::: Exercise passage :::

Silana farinosa

Scientific classification
- Kingdom: Animalia
- Phylum: Arthropoda
- Clade: Pancrustacea
- Class: Insecta
- Order: Coleoptera
- Suborder: Polyphaga
- Infraorder: Cucujiformia
- Family: Chrysomelidae
- Subfamily: Cassidinae
- Tribe: Cassidini
- Genus: Silana Spaeth, 1914
- Species: S. farinosa
- Binomial name: Silana farinosa (Boheman, 1856)

= Silana farinosa =

- Genus: Silana
- Species: farinosa
- Authority: (Boheman, 1856)
- Parent authority: Spaeth, 1914

Species of beetle

Silana farinosa, commonly known as curry-leaf tortoise beetle, is a species of leaf beetle native to Indo-China, India, Sri Lanka, Thailand and introduced to Peninsular Malaysia.

==Description==
Female is larger than male. Adult female is about 7.5 mm long and male is about 6.5 mm. Body globular and tortoise-like. Body color pale yellow when freshly hatched from eggs, but gradually turns dark brown few hours after moulting. With time, beetle becomes whitish after completely covered with a waxy deposit. Head flattened and hypognathous. Eyes elongate oval. Antennae with 11 segments. Prothorax extended over head. Prothorax is trapezoidal. Scutellum triangular. Elytral apex smooth, shiny and without punctures. Ventrum impunctate with fine hairs.

Eggs which are 5 mm long are spindle-shaped where the dorsum reddish brown and ventrum brownish orange. There are five larval instars stages of the grub. Larva is elongated with tapering forked end. There are about 8 thoracic pairs of spines, and 8 abdominal pairs of spines. Early instar grub is yellowish green and final instar grub is greenish black. Head, legs, prothorax, and dorsum of ninth abdominal segment are blackish. There are three pairs of lateral ocelli and a pair of knob-like antennae. Prothorax has two shiny black patches dorsally and two pairs of spinulate projections. Mesothorax has three pairs of projections ad metathorax with two pairs of projections. Abdomen has nine segments. Average length of the final instar is about 10 mm. Pupa is about 7 mm long, and light brown in color.

::: Provided information :::

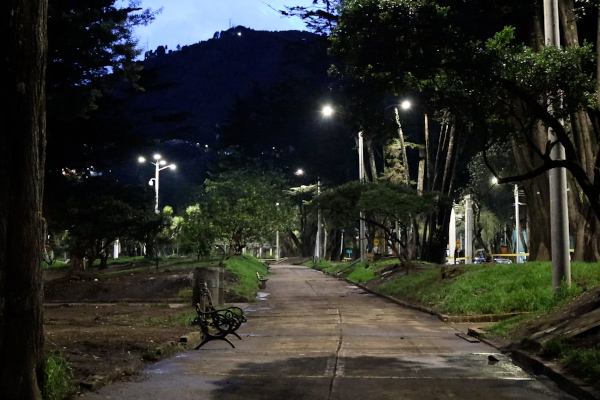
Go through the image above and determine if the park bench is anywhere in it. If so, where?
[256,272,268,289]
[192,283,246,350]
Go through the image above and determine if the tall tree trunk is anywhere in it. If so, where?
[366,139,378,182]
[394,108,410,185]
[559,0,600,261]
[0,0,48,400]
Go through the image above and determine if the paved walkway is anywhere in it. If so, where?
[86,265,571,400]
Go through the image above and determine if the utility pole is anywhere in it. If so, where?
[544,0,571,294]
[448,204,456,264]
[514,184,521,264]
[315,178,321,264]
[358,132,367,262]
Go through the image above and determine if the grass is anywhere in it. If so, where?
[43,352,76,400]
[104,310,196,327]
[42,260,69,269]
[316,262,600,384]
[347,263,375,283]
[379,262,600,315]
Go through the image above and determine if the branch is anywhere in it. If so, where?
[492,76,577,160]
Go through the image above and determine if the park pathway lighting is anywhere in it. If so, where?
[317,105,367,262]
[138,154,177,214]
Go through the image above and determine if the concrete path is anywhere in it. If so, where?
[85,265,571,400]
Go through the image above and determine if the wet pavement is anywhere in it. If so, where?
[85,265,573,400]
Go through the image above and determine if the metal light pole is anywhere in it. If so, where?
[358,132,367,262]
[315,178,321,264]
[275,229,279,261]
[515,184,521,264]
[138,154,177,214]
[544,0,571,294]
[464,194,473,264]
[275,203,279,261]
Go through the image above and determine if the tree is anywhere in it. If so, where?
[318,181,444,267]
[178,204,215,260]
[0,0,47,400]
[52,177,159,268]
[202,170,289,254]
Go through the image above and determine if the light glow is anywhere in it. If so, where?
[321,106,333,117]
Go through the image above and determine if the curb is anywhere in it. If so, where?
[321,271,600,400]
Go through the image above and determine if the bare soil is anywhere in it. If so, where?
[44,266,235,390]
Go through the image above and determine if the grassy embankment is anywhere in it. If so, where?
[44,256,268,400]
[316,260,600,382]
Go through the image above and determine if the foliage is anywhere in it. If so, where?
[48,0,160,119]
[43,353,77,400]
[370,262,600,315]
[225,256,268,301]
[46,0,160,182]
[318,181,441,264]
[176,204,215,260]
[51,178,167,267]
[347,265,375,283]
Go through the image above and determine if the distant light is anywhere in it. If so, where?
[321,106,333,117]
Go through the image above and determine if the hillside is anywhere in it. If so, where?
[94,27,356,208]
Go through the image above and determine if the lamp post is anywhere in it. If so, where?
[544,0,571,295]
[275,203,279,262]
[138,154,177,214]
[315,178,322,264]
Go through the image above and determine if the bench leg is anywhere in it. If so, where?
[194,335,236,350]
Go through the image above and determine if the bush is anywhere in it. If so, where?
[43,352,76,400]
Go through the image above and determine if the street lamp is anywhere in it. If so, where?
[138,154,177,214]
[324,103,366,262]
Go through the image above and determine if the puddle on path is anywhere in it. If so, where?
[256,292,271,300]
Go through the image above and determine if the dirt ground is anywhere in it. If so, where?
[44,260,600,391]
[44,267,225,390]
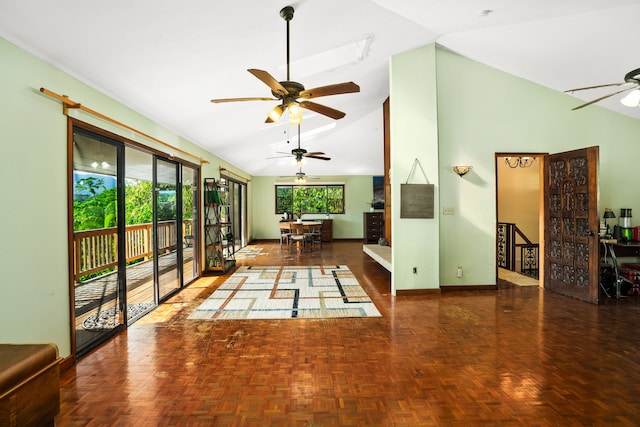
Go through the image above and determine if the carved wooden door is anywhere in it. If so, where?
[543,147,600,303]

:::

:: Problems to work on ::
• A. In the beetle article, how long is an adult female?
• B. Please extend the beetle article from the point where it ends.

:: Responses in order ::
• A. About 7.5 mm.

• B.
==Biology==
The average lifespan of the adult is about 45 days. One week after emergence, adults start to mate. Mating lasts for about one hour. Two weeks after mating, adult female lays eggs within 30 minutes. Eggs are laid in clusters of about 12 eggs. Then female secreted a colorless secretion around the eggs which later turns to brownish shiny dome shaped ootheca. Ootheca is about 3 mm in diameter, which is firmly attached lower surface of young leaves. Incubation period is about 5 to 6 days. A single female is known to lay about 30 to 40 eggs in 3 to 4 ootheca during her lifetime.

In larva, abdomen consists with a long anal tube and a urogomphi, both are bent upward. This urogomphi is used to excrete feces. During each moulting, cuticle is partially shed by leaving the exuviae together with the feces. This is visible as a black ball over the body. Early instar grubs are leaf miners and show gregarious behavior called cycloalexy. Fourth instar forms small groups of two or three individuals. Pupation began with one day of pre-pupal period. Pupal case is made of exuviae and feces. Pupal period is about 5 to 6 days.

Host plants are Murraya koenigii. Larvae scrape the leaf epidermis by leaving a thin upper membrane. Adult show more extensive damage by feeding on the entire leaves. Leaves turned to yellow with heavy infestations. Due to heavy infestation, defoliation occurs and plant shows stunted growth.

Major predators of larva and pupa are garden lizard, yellow-vented bulbul, Oriental magpie-robin and Bornean queenless ant. Other predators include: Cantheconidea and the parasitoid Brachymeria.